The MCP Token Tax: How to Manage 200+ Tools on an 8K Budget

Last month, I wrote about the dark arts of getting local models to close their parentheses. But once you move past the syntax struggle, you hit a much bigger, more expensive wall.

The reality of building a truly capable local MCP assistant is that your tools will eventually eat your brain (and your context window).

If you’re running a local model with an 8K limit, every token is a luxury. A single web-search tool schema costs about 250 tokens. Multiply that by 20 tools—that's 5,000 tokens before the user has said a word.

Now imagine you have 200 tools across 10 different MCP servers.

So my coven of AIs and I have been working on this.

The "99% Reduction" Lie

Code (my coding agent, using Opus models) suggested an architecture that would result in a 99% token reduction.

Writ, being a smart-ass, pointed out that the numbers are inflated. Comparing the new system against "dumping 200 tools raw" is a straw man because nobody should ever do that.

But I kind of did that, and when I say I, I mean Warp did that and I didn't stop it. This resulted in optimising tool usage for cloud models too and sent me through a rabbit hole of research on token optimisations and tool usage.

Writ argued the real comparison is against the two-tier approach we already committed: the compressed catalog plus keyword selection. That gets you to ~800-1200 tokens. The semantic selection we added today doesn't actually lower the token count further—we're still sending the top 8 tools—it just makes the selection significantly more accurate.

But "99% reduction" sounds better on a landing page, so I’m keeping it. (Sorry, Writ).

The "Token Tax" in action: $1.26 (dumping everything).

Semantic Selection (The Selection Layer)

I initially thought about writing tool instructions to a temp file and having the model read it. (I love a good over-engineered file-system hack).

But local models can't spare the tokens on file-reading instructions either. Instead, we built a selection layer.

The strategy is simple: Don't tell the model what the tools are until it needs them.
------------------------------
Exercise tasks:
1 – Answer these questions from the MCP token article:
(a) About how many tokens does a single web-search tool schema cost?
(b) What two parts make up the two-tier approach that Writ treats as the real comparison?
(c) How many tools are still sent once semantic selection is added?
2 – Carry the MCP token article forward from its last sentence, continuing the section on the selection layer in the same voice.
The rows that come after the MCP token article are separate material with no connection to it.

Given entries:
------------------------------
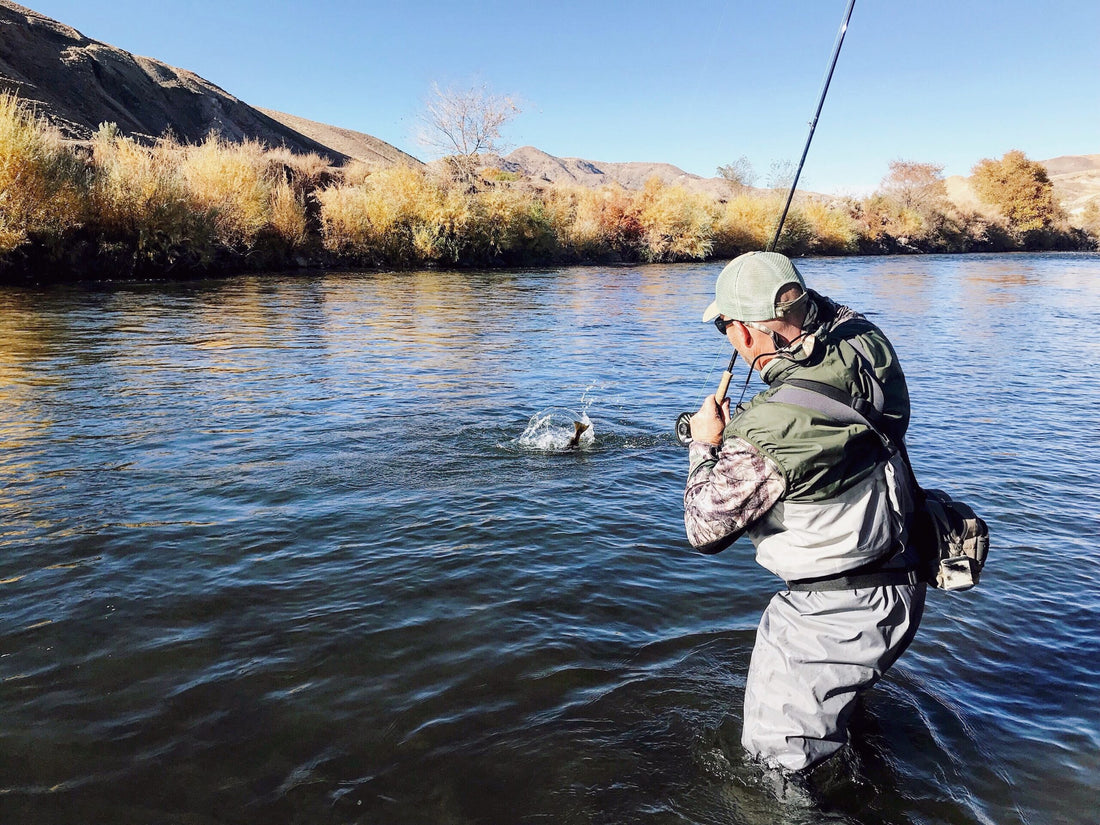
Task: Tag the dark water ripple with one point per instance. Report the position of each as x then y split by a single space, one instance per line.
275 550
------------------------------
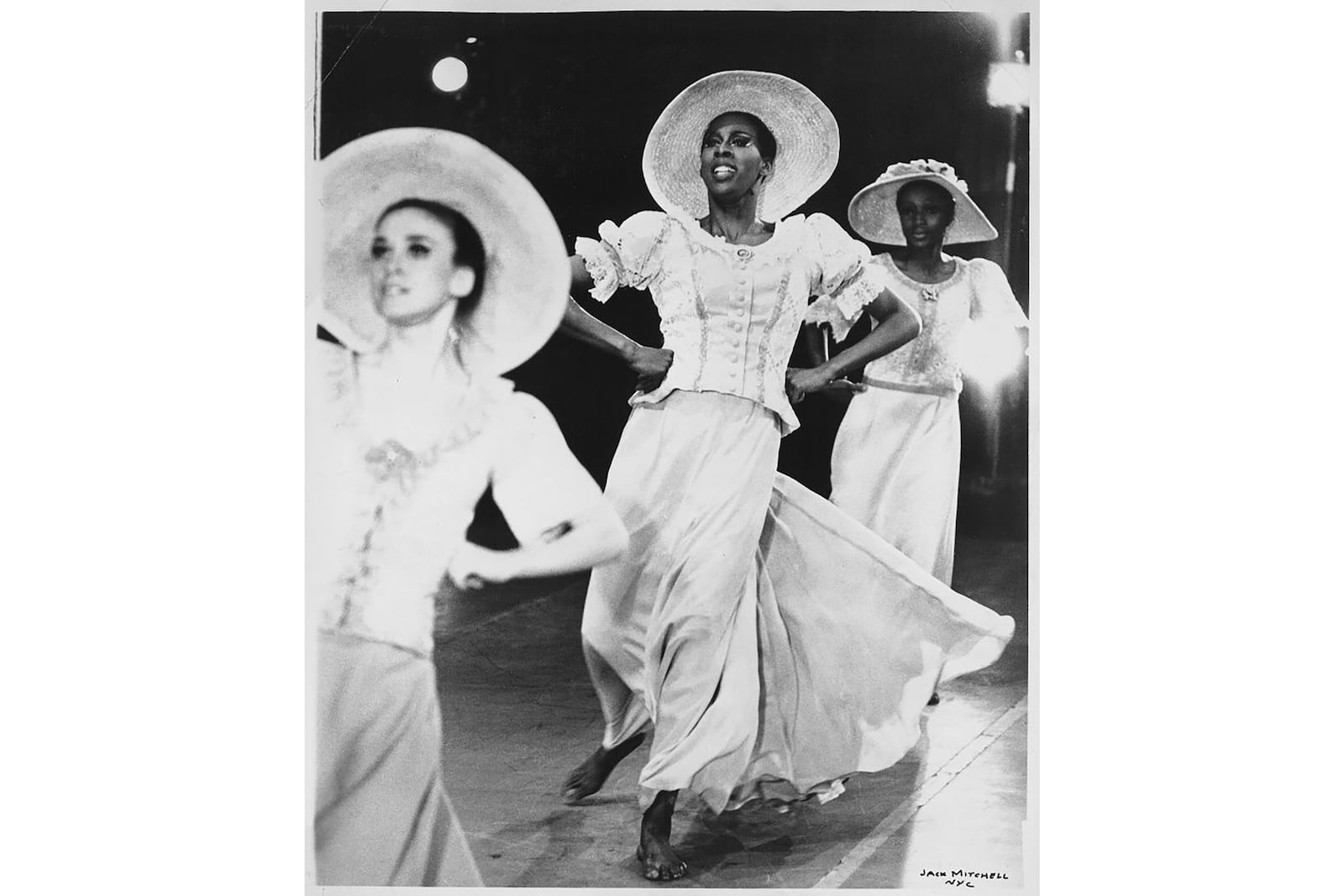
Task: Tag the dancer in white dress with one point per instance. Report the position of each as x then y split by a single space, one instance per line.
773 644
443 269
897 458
------------------------------
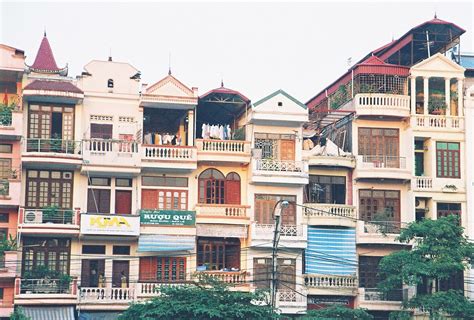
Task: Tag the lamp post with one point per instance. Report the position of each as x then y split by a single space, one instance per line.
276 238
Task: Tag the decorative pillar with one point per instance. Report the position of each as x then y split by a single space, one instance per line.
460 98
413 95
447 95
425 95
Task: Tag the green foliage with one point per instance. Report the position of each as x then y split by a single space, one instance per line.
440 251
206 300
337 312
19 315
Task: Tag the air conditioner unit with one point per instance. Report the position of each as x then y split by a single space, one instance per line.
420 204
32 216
------------------------------
Results in order:
1 –
(a) About 250 tokens.
(b) The compressed catalog plus keyword selection.
(c) The top 8 tools.

2 –
We implemented a two-phase selection process in the Swift client:

1. Keyword-based selection: This started as a simple lexical score, but it was a disaster. Words like "from", "mcp", and "zapier" matched every single tool. gmail_remove_label_from_conversation would score a 14 just because "from" was in the name.

   We fixed it by being ruthless with the input:

   • Stop words: We filter out the fluff—"you", "have", "need", "tell", "from", "today".
   • Stemming: "emails" becomes "email".
   • Action-intent bonus: We map verbs like "check" to synonyms like "find", "search", or "read". If the tool name contains one of those, it gets a +5 bonus.

   If you ask to "check gmail," gmail_find_email scores an 11+ while the "remove label" tool drops to a 3. It’s the difference between the model having the right tool and the model having a pile of garbage.

2. Semantic selection: We built the MCPToolEmbeddingCache.swift actor to lazily compute embeddings for tool descriptions using our native EmbeddingService.

We use a hybrid scoring system (70% cosine similarity, 30% lexical) to pick the top 8 tools for local models and the top 20 for cloud models.

The Compressed Catalog

Even if we only show 8 full schemas, the model still needs to know that the other 192 tools exist.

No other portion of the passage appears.